Passage provided:

This phenomenon of cost-shifting is what makes the health care market unique. Far from “inactivity,” by choosing to forgo insurance, plaintiffs are making an economic decision to try to pay for health care services later, out of pocket, rather than now through the purchase of insurance, collectively shifting billions of dollars, $43 billion in 2008, onto other market participants.

Back to Jonathan Cohn:

But the premise of Steeh's legal argument seems to be a notion about policy--that it's not possible to regulate the insurance industry, in a way that would make coverage available to all people, without compelling every person to get coverage. On that count, I would argue, Steeh is correct.

So what does this mean for the repeal movement? My limited understanding, informed by a few casual conversations with some law professors, is that Steeh's decision is consistent with the traditional understanding of the Commerce Clause--that the only way to throw out the mandate would be to reexamine conventional assumptions about the Commerce Clause. That would be a fairly radical move.

And finally, Ezra Klein:

There's no "right" argument here. No one doubts that health-care reform would be constitutional if Antonin Scalia decided to pursue his passion for beekeeping and allowed President Obama to appoint his replacement. The only reason there's any question about the law's constitutionality is that conservatives appointed five of the nine sitting justices, and conservatives have organized against the constitutionality of a proposal they once considered not just constitutional, but desirable as a matter of public policy.

And so it goes. Politics is politics, and the Supreme Court is, at this point, deeply and unquestionably political. I continue to think it unlikely that they will want the sort of direct confrontation with the political system, and with the Democratic Party, that overturning health-care reform would entail. But only time will tell.

Data section:
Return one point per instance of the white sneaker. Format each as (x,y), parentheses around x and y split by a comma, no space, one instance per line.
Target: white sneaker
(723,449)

Jobs:
A. In the health care mandate passage, how many dollars were shifted onto other market participants in 2008?
B. Quote the health care mandate passage, starting at "And finally, Ezra" and ending at "time will tell.".
These lines have no connection to the health care mandate passage.

Task solutions:
A. $43 billion.

B.
And finally, Ezra Klein:

There's no "right" argument here. No one doubts that health-care reform would be constitutional if Antonin Scalia decided to pursue his passion for beekeeping and allowed President Obama to appoint his replacement. The only reason there's any question about the law's constitutionality is that conservatives appointed five of the nine sitting justices, and conservatives have organized against the constitutionality of a proposal they once considered not just constitutional, but desirable as a matter of public policy.

And so it goes. Politics is politics, and the Supreme Court is, at this point, deeply and unquestionably political. I continue to think it unlikely that they will want the sort of direct confrontation with the political system, and with the Democratic Party, that overturning health-care reform would entail. But only time will tell.